↓↓↓

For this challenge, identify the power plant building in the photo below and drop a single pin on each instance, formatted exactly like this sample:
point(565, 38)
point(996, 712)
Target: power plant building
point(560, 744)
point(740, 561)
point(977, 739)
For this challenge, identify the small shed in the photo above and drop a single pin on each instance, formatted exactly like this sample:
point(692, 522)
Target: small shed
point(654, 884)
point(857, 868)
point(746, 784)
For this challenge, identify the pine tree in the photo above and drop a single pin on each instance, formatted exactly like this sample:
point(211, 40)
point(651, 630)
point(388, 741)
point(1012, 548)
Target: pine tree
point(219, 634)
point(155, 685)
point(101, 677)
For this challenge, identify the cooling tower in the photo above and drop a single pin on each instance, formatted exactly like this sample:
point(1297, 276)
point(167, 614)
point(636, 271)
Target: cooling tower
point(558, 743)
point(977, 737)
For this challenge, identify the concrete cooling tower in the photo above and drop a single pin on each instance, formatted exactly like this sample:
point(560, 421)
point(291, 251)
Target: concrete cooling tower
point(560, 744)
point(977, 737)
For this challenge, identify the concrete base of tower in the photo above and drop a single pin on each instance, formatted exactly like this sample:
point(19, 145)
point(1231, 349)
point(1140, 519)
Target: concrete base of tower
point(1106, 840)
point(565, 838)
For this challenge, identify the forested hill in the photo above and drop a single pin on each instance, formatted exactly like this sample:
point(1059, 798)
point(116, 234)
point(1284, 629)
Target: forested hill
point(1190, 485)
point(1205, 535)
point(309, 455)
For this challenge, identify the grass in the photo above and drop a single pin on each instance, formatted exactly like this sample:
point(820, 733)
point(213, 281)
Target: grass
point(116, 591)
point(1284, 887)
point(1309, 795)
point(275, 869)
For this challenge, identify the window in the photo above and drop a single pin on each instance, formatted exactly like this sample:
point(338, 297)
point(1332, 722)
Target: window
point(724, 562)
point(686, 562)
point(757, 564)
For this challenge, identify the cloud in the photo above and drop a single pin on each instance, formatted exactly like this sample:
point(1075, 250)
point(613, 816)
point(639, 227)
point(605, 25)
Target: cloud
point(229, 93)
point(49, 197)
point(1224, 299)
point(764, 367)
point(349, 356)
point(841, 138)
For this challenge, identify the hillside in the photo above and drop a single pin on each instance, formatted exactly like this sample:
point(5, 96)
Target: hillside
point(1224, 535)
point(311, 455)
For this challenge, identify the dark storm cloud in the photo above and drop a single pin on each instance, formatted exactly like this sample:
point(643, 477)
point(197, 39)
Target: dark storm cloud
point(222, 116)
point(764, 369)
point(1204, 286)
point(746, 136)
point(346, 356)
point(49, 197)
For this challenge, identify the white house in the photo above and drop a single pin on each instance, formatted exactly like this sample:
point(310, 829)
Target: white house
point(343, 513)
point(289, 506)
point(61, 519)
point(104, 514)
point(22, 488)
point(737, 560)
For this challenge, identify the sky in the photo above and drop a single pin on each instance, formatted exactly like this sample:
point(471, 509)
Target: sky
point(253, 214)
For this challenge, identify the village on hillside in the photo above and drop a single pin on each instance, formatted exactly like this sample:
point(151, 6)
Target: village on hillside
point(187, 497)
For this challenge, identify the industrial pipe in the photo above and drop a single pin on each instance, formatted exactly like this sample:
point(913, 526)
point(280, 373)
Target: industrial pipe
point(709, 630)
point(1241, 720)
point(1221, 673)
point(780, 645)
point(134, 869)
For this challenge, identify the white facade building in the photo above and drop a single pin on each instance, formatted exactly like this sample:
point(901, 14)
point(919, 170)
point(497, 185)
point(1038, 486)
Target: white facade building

↑↑↑

> INSTRUCTIONS TO FOLLOW
Copy the data above exactly. Every line must be included.

> ANSWER SPACE
For this challenge, identify the power plant building in the photo below and drop a single pin on each instance, formatted exactly like this sample:
point(565, 38)
point(996, 712)
Target: power plant building
point(560, 744)
point(740, 561)
point(977, 739)
For this challenge, identify the small shed in the photo above and drop a single pin on each instance, formatted exactly like this sample:
point(692, 522)
Target: small shed
point(654, 884)
point(857, 868)
point(746, 784)
For this challenge, identify the pine tree in the photo above and drop a single pin on each instance, formatted exactly like this sample:
point(211, 40)
point(651, 630)
point(388, 741)
point(1012, 548)
Target: pine tree
point(219, 634)
point(155, 685)
point(101, 677)
For this challenge, identify the cooling tower in the photo above and drop a single pin on each instance, formatted exactly like this sample:
point(1297, 276)
point(167, 614)
point(636, 271)
Target: cooling tower
point(558, 743)
point(977, 737)
For this challenge, identify the concrete cooling tower in the photo above and drop a single pin on each instance, formatted exactly like this sample:
point(560, 421)
point(291, 251)
Target: concrete cooling tower
point(560, 744)
point(977, 737)
For this challenge, identify the concrete base of tower in the photo above and drop a single pin on each instance, formatted exactly like this sample:
point(19, 145)
point(1231, 349)
point(1140, 519)
Target: concrete base of tower
point(1106, 840)
point(565, 838)
For this challenge, identify the forested hill in the photo above and drop a single pin on each instance, formatted exactly like this sample:
point(1059, 798)
point(116, 234)
point(1284, 629)
Target: forested hill
point(1190, 485)
point(1205, 535)
point(309, 455)
For this challenge, identify the grass in the photo above and drop a single pin on each instance, formatted exactly like this sample:
point(820, 733)
point(213, 281)
Target: grass
point(116, 591)
point(1284, 887)
point(1309, 795)
point(275, 869)
For this challenge, identify the window in the photo above and drop a single pin on each instance, formatted exactly like this sample:
point(338, 297)
point(1332, 722)
Target: window
point(724, 562)
point(686, 562)
point(757, 564)
For this challenge, identify the cloud in the photo above and drop a single pin on each instance, formatted exactly like this sample:
point(1075, 250)
point(613, 816)
point(639, 227)
point(605, 25)
Target: cloud
point(229, 93)
point(49, 197)
point(1224, 299)
point(764, 367)
point(349, 356)
point(841, 138)
For this challenge, identify the hillside in the photo above and drop a single pin on each instance, formatted exactly like this sample:
point(5, 96)
Target: hillside
point(1224, 535)
point(311, 455)
For this challenge, identify the dark storm cloud in the photo above and drop a single pin on each instance, formatted exactly like this sample:
point(643, 477)
point(197, 39)
Target: dark storm cloud
point(222, 116)
point(764, 369)
point(1204, 286)
point(746, 136)
point(346, 356)
point(49, 197)
For this challenge, identify the white house in the photo above and drop a single pin on each instance, formatted exactly like this sample:
point(310, 829)
Target: white house
point(343, 513)
point(289, 506)
point(61, 519)
point(104, 514)
point(22, 488)
point(737, 560)
For this challenge, identify the sky in the photo above and drop a single pin on each instance, formatted exactly like this sample:
point(471, 509)
Target: sky
point(253, 214)
For this challenge, identify the village on hillside in the photo above and drop a single pin on each instance, formatted exactly like this sample:
point(151, 6)
Target: village on hillside
point(187, 497)
For this challenge, identify the industrial pipe in the photo above and drop a single pin on each instance, formatted exactly like this sample:
point(913, 526)
point(280, 373)
Target: industrial pipe
point(709, 630)
point(1241, 720)
point(1221, 673)
point(780, 645)
point(134, 869)
For this challenge, identify the white facade building in the photo above and drop a single pin on each instance, formatted exactly like this sample:
point(901, 14)
point(919, 170)
point(497, 185)
point(1038, 486)
Target: white facade building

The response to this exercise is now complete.